Passage shown =
[START]

Thomas and Friends

In this approach, iterate through the whole graph using DFS and take three vectors inTime, low, outTime, in which we will store the first time we will visit that node, the minimum time we encountered the node and the time when we finally left the current node, respectively.

The steps are as follows :

• In the “main” function:
  • Take an integer “ans” in which we will store the count of the tracks.
  • Call the “dfs” function and pass the vectors, “inTIme”, “outTime”, “low”, city a and b.
  • Return “ans”.
• In the “dfs” function:
  • Mark the current node as visited.
  • Update the InTime and low of current node = “timer”.
  • Iterate through all the nodes connected to the current node,
    • If the current node equals the parent node, skip the current node.
    • If the current node is not visited:
      • Call the “dfs” function for the current node.
      • Check if the “low[i]” > “in[node]”:
        • If the “inTime[i]” <= “inTime[b]” and outTime[i] >= “outTime[b]”:
          • Increment “ans”.
      • Update the “low[node]” = min(“low[node]”, “low[adj]”).
    • Else Update the “low[node]” = min(“low[node]”, “in[i]”).
  • Update the value of “outTime[node]” = “timer++”;

O(V + E). Where V is the number of cities and E is the number of Tracks.

Since we are implementing Depth-first search, which is a linear task,

Hence the time complexity is O(V + E).

O(V), Where V is the number of cities.

We are using arrays of size V.

Hence the space complexity is O(V).

[END]

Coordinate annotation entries

[START]

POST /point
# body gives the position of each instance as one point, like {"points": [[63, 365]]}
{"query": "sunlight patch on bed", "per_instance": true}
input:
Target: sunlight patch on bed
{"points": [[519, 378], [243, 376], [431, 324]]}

[END]

Task prompt = Please retype the entire DFS solution write-up from the top of the page, word for word.

The response =
Thomas and Friends

In this approach, iterate through the whole graph using DFS and take three vectors inTime, low, outTime, in which we will store the first time we will visit that node, the minimum time we encountered the node and the time when we finally left the current node, respectively.

The steps are as follows :

• In the “main” function:
  • Take an integer “ans” in which we will store the count of the tracks.
  • Call the “dfs” function and pass the vectors, “inTIme”, “outTime”, “low”, city a and b.
  • Return “ans”.
• In the “dfs” function:
  • Mark the current node as visited.
  • Update the InTime and low of current node = “timer”.
  • Iterate through all the nodes connected to the current node,
    • If the current node equals the parent node, skip the current node.
    • If the current node is not visited:
      • Call the “dfs” function for the current node.
      • Check if the “low[i]” > “in[node]”:
        • If the “inTime[i]” <= “inTime[b]” and outTime[i] >= “outTime[b]”:
          • Increment “ans”.
      • Update the “low[node]” = min(“low[node]”, “low[adj]”).
    • Else Update the “low[node]” = min(“low[node]”, “in[i]”).
  • Update the value of “outTime[node]” = “timer++”;

O(V + E). Where V is the number of cities and E is the number of Tracks.

Since we are implementing Depth-first search, which is a linear task,

Hence the time complexity is O(V + E).

O(V), Where V is the number of cities.

We are using arrays of size V.

Hence the space complexity is O(V).